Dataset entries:
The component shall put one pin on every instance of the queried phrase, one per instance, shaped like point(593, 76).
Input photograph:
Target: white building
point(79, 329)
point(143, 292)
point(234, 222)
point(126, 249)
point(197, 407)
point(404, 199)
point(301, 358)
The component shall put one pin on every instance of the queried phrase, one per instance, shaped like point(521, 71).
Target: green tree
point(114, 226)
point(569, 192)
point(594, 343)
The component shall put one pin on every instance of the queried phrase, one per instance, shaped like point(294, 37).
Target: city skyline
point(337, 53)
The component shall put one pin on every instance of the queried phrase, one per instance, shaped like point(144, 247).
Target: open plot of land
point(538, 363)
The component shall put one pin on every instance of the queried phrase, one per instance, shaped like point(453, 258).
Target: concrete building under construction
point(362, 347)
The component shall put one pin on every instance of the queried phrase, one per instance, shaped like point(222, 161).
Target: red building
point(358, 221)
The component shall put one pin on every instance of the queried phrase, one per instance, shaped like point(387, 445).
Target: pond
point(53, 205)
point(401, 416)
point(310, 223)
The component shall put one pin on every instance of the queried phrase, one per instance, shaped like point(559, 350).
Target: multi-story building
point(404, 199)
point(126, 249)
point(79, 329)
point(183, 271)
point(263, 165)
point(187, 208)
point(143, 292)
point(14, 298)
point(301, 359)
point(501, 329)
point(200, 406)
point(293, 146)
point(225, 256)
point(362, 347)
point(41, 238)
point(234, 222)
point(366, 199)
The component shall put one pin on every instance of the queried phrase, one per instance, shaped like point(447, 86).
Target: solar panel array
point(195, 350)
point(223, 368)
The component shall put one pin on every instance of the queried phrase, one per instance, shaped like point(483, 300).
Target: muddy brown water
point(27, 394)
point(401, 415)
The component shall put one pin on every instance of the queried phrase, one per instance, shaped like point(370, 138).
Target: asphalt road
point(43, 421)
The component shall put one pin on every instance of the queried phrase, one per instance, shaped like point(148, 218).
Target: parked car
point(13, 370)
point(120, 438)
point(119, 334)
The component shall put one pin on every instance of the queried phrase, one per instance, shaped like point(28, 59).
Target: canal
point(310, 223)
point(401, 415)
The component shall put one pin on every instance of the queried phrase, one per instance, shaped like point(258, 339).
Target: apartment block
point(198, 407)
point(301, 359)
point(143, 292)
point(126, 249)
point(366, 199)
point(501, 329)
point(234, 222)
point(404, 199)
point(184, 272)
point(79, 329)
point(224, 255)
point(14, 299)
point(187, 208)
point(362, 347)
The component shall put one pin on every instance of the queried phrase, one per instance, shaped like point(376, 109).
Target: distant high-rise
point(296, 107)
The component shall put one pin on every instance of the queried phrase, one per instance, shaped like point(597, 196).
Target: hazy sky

### Exercise goal
From the line holding "Target: parked car" through the last line above, reproduce each line exactly and add nothing.

### Solution to the exercise
Target: parked car
point(13, 370)
point(120, 438)
point(119, 334)
The component shall put one pin on every instance of the queried phrase, one per instance, shaped like point(28, 59).
Target: canal
point(310, 223)
point(401, 415)
The component shall put one pin on every instance of the queried phrase, one per instance, shaped like point(258, 339).
Target: apartment block
point(198, 407)
point(301, 359)
point(143, 292)
point(126, 249)
point(366, 199)
point(501, 329)
point(234, 222)
point(404, 199)
point(184, 272)
point(79, 329)
point(224, 255)
point(14, 299)
point(187, 208)
point(362, 347)
The component shall put one pin on every instance of the queried phrase, one per instance, shaped like point(376, 109).
Target: distant high-rise
point(296, 107)
The component shall put one pin on every instance of the queried phrase, one per instance, shaped like point(597, 196).
Target: hazy sky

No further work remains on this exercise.